● **SELECTION**
--- Start ---
Jump to content

User:EBernhardson/pyspark

From Wikitech

Pyspark can be used, albeit a bit oddly, to request computing resources on-demand from the hadoop cluster rather than sharing compute on stat100[456] and hoping for the best.

A python shell on a remote machine

This isn't necessarily the most useful thing, but it's a reasonable demonstration of the concepts behind using pyspark as a method of requesting on-demand resources.

import time
import threading

def start_repl(*args):
    import socketserverREPL

    server = socketserverREPL.ThreadedTCPServer(("0.0.0.0", 14328), socketserverREPL.RequestPythonREPL)
    server_thread = threading.Thread(target=server.serve_forever)
    server_thread.daemon = True
    server_thread.start()
    while not socketserverREPL.should_exit:
        time.sleep(1)
    server.server_close()
    server.shutdown()
    server_thread.join()


from pyspark import SparkContext
SparkContext().parallelize([0], 1).foreachPartition(start_repl)
  • Run this with: spark-submit --py-files socketserverREPL.py --master yarn remote_repl.py
  • Figure out where this is running (likely spark has emitted some log messages containing a host, like analytics1061) and telnet to the repl
    • telnet analytics1061 14328
  • You should now have a python repl running on the other machine.

Caveats

  • You need to know how much memory you want and request it with --conf spark.yarn.executor.memoryOverhead=<MB>. Yarn will ruthlessly kill your executors that run over
  • If you will be using multi-threaded operations you need to request more vcpu's from yarn with --executor-cores <N> combined with --conf spark.task.cpus=<N>. I don't think yarn monitors cpu usage, but for scheduling to work well you need to respect the amount of resources yarn was told you would use.
  • Individual files can be shipped over using the --files ... parameter
  • If you need complex python dependencies they can also be shipped as well, but it's more complicated
  • This is incredibly insecure, anyone can telnet into that port.
  • You aren't actually running as you on the other side, you are running as the yarn user. This could cause interesting issues.
  • You can access hdfs if you need using python subprocess and the hdfs dfs ... command to copy files to/from local. Temporary files should not be placed in /tmp, but instead in one of the temp directories provided by yarn in the comma delimited LOCAL_DIRS environment variable.
  • Due to python version differences between stat machines and hadoop workers binary packages (compiled code: numpy, tf, etc.) distributed via virtualenv often only works under 2.7 and throw errors on 3.x

Python Dependencies

More complex python dependencies from a virtualenv:

  • Create a virtualenv somewhere
$ mkdir ~/tmp
$ cd ~/tmp
$ virtualenv venv
  • Upgrade pip and wheel, on some older debian systems you can't download binary packages without this

$ venv/bin/pip install --upgrade pip wheel

  • Install the things you need

$ venv/bin/pip install keras

  • Package up the virtualenv so it can be shipped to the executors.
$ cd venv
$ zip -qr ../venv.zip .
$ cd ..
  • Call spark-submit with --archives 'venv.zip#venv' which tells spark to decompress venv.zip to the venv directory of the executors working dir.
  • Set the PYSPARK_PYTHON environment variable so that it points to python both locally and on the executors

$ PYSPARK_PYTHON=venv/bin/python spark-submit --archives 'venv.zip#venv' <myfile.py>
--- End ---
● **GIVEN EXERCISE 1**
Extract each line of the rows below that contains the word "blue".
The pyspark page and the rows that follow it are unrelated material.

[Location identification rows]
--- Start ---
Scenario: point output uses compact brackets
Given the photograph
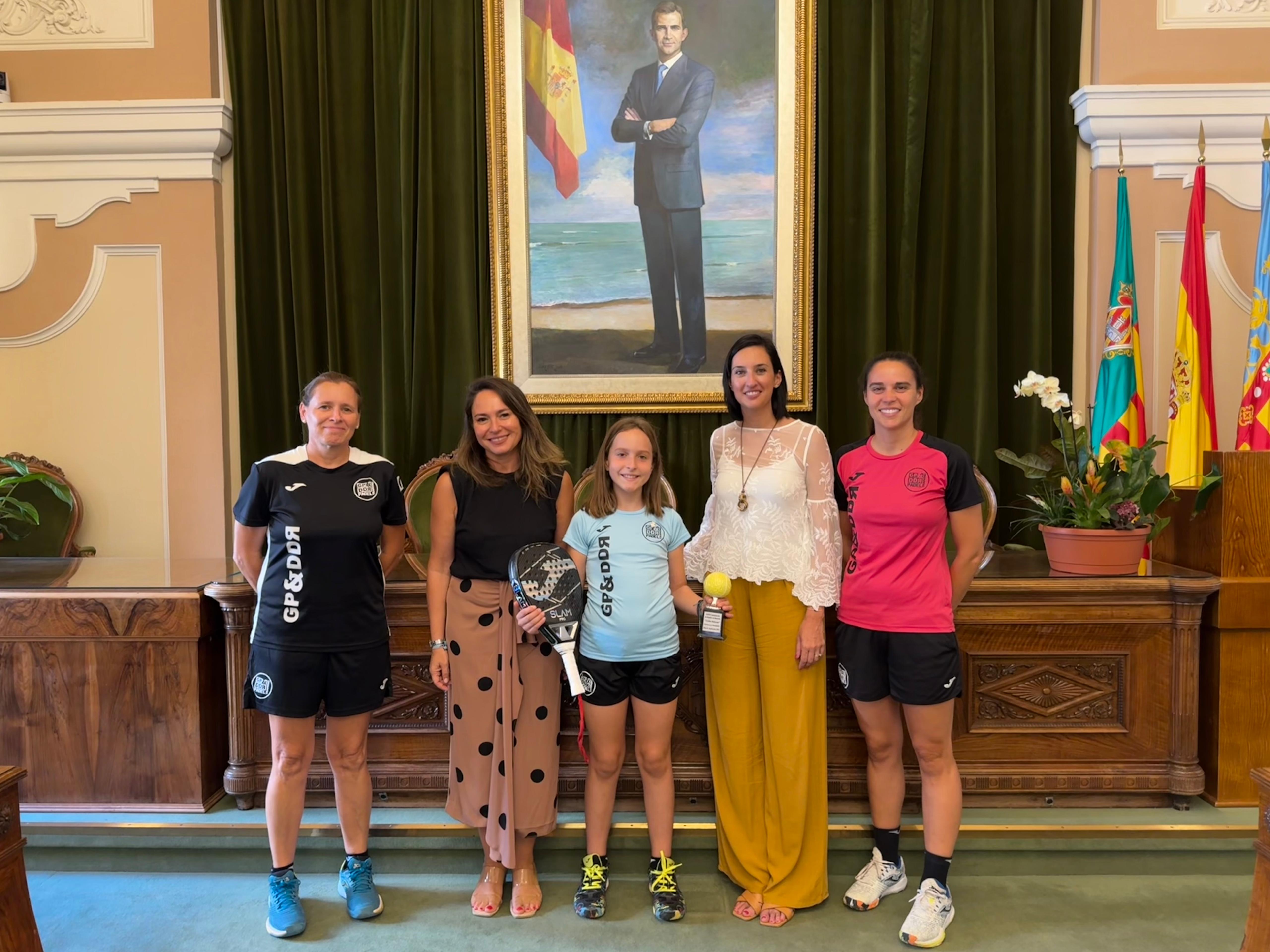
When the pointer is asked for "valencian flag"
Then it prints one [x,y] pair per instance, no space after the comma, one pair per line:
[1254,431]
[553,99]
[1119,412]
[1192,418]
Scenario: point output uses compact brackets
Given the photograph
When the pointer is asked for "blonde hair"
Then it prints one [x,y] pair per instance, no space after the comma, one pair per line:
[541,460]
[604,497]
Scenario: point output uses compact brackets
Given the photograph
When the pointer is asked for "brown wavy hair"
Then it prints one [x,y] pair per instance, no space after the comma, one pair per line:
[604,497]
[541,460]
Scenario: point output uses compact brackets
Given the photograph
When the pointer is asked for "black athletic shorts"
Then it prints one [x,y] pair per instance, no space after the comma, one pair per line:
[915,668]
[606,684]
[295,684]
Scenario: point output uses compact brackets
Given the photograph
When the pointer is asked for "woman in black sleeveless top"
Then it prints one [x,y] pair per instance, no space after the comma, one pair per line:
[507,489]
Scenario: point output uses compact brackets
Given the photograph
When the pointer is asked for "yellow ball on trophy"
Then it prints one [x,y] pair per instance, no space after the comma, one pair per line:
[717,586]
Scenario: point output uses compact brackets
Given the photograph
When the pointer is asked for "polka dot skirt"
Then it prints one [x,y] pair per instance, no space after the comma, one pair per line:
[504,690]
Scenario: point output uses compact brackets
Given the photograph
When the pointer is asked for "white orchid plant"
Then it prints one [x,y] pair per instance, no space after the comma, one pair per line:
[1076,488]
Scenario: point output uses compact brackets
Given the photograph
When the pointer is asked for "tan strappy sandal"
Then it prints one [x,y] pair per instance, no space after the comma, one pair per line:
[526,893]
[488,895]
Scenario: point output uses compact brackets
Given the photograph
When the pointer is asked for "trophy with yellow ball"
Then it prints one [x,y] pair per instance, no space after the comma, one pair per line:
[717,586]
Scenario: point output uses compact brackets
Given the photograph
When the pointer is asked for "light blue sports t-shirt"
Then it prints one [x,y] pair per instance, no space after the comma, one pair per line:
[631,614]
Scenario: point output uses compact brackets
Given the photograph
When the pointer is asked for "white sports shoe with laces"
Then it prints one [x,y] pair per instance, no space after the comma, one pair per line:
[877,880]
[930,916]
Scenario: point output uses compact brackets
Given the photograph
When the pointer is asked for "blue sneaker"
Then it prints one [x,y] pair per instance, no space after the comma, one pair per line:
[286,914]
[357,889]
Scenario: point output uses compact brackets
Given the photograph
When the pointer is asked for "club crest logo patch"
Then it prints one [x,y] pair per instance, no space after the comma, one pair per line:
[262,686]
[916,479]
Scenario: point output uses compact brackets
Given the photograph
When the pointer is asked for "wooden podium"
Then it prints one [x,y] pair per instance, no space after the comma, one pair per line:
[1231,539]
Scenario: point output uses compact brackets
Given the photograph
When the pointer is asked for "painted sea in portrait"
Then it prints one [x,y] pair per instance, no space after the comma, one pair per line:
[589,277]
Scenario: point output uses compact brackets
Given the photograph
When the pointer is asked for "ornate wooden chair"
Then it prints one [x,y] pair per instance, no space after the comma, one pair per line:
[587,483]
[418,507]
[55,536]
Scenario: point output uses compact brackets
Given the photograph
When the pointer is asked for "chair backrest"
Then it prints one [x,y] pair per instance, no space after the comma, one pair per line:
[55,536]
[418,507]
[586,483]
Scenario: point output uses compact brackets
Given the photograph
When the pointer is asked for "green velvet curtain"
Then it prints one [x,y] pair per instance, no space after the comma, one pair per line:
[944,225]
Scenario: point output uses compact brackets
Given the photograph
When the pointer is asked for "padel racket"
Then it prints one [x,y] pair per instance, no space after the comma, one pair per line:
[544,575]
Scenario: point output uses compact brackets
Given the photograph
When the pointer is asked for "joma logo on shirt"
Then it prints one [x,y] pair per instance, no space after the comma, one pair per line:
[606,575]
[295,581]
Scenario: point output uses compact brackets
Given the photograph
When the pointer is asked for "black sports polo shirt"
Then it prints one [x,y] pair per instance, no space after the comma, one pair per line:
[322,587]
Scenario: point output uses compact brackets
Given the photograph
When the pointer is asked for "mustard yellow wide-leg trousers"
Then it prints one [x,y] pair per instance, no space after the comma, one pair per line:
[766,723]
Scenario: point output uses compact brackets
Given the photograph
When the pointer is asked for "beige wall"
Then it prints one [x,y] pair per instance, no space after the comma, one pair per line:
[1130,49]
[158,326]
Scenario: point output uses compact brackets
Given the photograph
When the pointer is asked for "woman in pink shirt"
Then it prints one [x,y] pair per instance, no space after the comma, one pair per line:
[898,660]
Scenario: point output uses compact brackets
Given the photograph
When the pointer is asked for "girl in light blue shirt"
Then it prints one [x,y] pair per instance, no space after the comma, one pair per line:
[629,548]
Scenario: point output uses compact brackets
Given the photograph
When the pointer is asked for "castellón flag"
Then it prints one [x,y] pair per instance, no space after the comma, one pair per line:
[553,99]
[1192,419]
[1254,431]
[1119,412]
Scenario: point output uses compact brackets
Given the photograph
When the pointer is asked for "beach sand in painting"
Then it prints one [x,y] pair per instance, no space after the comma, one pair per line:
[599,339]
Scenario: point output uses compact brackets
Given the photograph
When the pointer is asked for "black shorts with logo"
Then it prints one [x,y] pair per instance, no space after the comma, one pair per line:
[606,684]
[295,684]
[915,668]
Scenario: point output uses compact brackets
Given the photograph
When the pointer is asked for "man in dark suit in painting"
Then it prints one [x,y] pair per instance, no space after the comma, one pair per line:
[662,114]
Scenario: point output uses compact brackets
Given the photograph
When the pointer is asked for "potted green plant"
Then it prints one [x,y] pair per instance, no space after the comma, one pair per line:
[1094,515]
[18,517]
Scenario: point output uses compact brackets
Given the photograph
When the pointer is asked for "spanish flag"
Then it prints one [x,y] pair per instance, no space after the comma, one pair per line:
[553,98]
[1192,418]
[1254,432]
[1119,412]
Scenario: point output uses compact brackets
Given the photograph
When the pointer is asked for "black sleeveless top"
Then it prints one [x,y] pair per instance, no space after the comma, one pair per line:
[493,522]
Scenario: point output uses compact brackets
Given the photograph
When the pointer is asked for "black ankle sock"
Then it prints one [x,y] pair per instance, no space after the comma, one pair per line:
[888,845]
[938,869]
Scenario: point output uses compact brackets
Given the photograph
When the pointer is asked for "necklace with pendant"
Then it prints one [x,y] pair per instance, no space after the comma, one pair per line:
[742,502]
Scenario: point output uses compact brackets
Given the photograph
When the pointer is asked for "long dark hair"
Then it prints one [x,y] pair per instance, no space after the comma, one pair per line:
[780,397]
[540,459]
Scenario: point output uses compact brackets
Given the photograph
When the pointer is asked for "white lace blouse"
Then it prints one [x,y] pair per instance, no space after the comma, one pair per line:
[791,527]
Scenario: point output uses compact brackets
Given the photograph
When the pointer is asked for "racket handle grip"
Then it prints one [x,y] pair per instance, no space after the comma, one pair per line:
[571,669]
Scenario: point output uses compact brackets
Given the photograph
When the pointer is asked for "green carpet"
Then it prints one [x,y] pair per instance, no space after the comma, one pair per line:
[210,912]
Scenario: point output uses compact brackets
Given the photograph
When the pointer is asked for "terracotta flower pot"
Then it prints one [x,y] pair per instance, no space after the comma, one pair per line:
[1094,551]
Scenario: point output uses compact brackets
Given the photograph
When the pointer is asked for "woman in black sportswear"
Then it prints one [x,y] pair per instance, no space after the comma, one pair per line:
[317,530]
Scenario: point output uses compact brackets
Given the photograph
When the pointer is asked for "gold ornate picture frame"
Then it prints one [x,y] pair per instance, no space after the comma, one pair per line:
[581,126]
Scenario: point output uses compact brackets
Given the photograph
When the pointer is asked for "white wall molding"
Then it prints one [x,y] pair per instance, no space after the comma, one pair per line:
[77,25]
[1212,14]
[1160,129]
[160,139]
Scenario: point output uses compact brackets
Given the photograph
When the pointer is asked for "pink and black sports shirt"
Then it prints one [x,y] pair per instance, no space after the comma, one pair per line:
[897,577]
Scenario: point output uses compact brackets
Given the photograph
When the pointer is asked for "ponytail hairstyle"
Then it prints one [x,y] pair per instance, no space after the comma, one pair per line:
[604,497]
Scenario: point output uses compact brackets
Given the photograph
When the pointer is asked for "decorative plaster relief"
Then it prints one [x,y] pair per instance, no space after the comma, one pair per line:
[65,160]
[73,25]
[1159,126]
[1212,14]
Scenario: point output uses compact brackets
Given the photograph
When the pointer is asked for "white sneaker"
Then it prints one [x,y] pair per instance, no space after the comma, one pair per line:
[877,880]
[930,916]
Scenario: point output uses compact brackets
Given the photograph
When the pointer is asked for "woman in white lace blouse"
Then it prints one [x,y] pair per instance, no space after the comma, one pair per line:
[771,525]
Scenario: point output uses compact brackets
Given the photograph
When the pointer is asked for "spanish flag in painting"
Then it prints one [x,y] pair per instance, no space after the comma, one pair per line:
[553,98]
[1192,418]
[1119,412]
[1254,432]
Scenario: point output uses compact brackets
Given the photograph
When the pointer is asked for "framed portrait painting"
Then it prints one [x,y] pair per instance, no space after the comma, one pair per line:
[652,195]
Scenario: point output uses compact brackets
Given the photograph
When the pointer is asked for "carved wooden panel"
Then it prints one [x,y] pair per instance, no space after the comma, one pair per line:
[1047,692]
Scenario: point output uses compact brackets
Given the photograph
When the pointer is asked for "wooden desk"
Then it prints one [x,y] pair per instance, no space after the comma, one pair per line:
[1080,691]
[1257,936]
[112,682]
[18,930]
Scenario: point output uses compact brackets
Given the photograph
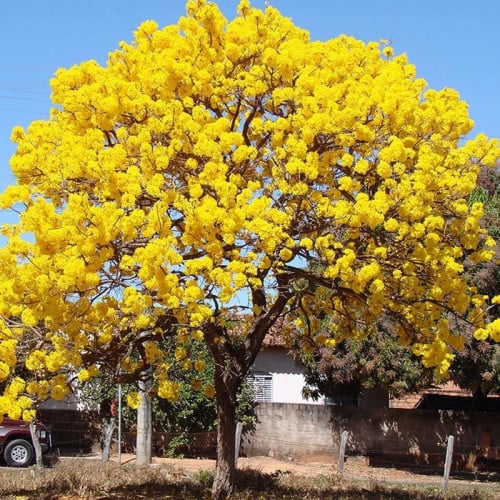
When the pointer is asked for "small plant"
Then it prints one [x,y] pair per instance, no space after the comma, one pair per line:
[204,478]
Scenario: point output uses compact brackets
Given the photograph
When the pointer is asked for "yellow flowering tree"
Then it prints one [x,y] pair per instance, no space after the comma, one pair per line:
[186,187]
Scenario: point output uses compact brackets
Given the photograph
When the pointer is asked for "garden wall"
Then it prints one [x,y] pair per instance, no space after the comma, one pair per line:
[384,434]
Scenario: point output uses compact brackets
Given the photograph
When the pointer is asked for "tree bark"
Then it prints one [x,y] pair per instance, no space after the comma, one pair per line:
[107,437]
[144,423]
[226,431]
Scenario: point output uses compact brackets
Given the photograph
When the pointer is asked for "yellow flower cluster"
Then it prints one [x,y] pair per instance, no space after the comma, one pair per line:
[206,161]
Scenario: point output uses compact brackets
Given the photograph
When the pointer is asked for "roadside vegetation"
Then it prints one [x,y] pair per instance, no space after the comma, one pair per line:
[77,478]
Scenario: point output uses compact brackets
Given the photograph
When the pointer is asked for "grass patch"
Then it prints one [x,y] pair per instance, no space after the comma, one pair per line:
[77,478]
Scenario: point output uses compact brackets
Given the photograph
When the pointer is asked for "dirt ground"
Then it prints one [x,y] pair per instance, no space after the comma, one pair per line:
[355,469]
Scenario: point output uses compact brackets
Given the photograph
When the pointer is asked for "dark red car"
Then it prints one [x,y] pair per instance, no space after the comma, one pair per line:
[16,447]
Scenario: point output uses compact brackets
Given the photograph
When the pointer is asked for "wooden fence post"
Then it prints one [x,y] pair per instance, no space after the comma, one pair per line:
[447,464]
[343,443]
[237,442]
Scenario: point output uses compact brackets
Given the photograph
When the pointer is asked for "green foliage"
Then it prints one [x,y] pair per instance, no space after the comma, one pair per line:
[477,366]
[379,360]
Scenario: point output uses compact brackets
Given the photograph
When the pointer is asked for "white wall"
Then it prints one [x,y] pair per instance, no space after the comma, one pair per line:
[288,380]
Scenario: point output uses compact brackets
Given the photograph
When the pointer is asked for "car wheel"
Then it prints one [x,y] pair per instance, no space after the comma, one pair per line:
[18,453]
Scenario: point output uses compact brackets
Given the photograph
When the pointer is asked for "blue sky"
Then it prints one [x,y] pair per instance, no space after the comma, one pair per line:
[452,43]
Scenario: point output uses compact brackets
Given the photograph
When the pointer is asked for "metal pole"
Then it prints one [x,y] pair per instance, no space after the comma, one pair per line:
[119,423]
[447,465]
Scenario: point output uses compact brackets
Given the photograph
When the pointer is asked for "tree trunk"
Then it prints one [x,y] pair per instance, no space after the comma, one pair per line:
[144,424]
[36,444]
[226,431]
[107,437]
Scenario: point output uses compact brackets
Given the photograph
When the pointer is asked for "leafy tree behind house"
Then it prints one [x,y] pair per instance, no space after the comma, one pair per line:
[477,366]
[341,373]
[197,173]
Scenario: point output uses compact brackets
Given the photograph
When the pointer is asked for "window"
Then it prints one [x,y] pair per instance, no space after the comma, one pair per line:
[262,385]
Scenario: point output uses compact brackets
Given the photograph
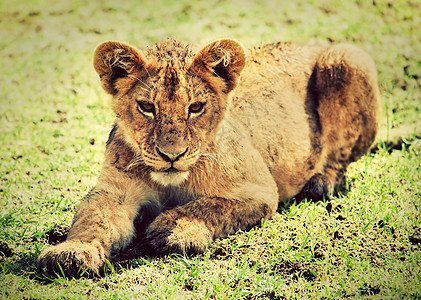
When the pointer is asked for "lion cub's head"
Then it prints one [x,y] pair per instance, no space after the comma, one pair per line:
[168,101]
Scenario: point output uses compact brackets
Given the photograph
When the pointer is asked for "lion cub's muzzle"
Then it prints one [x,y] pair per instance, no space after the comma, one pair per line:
[173,159]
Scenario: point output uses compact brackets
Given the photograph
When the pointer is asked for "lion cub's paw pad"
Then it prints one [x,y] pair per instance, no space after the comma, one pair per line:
[73,259]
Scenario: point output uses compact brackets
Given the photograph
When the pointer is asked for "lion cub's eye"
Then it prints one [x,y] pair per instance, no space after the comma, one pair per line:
[196,108]
[146,107]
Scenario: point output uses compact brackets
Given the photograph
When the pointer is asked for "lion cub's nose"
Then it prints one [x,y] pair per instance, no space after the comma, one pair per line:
[171,155]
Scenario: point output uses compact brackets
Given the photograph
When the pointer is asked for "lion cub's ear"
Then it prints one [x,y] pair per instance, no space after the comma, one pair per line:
[225,59]
[117,65]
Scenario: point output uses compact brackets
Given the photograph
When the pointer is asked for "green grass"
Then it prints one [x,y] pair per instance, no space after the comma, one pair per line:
[55,118]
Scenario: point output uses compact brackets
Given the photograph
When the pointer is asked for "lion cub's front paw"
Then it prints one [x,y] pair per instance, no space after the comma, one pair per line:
[73,259]
[169,233]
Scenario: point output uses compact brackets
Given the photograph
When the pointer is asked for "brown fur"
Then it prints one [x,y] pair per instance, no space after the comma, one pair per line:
--- End ---
● **GIVEN EXERCISE 2**
From the pyspark page above, write out the passage from "User:EBernhardson/pyspark" up to and including "requesting on-demand resources.".

● **CORRECT RESPONSE 1**
When the pointer is asked for "light blue sports t-shirt"
When the pointer is asked for "blue sneaker"
When the pointer is asked for "girl in light blue shirt"
When the pointer is asked for "blue sky"

● **CORRECT RESPONSE 2**
User:EBernhardson/pyspark

From Wikitech

Pyspark can be used, albeit a bit oddly, to request computing resources on-demand from the hadoop cluster rather than sharing compute on stat100[456] and hoping for the best.

A python shell on a remote machine

This isn't necessarily the most useful thing, but it's a reasonable demonstration of the concepts behind using pyspark as a method of requesting on-demand resources.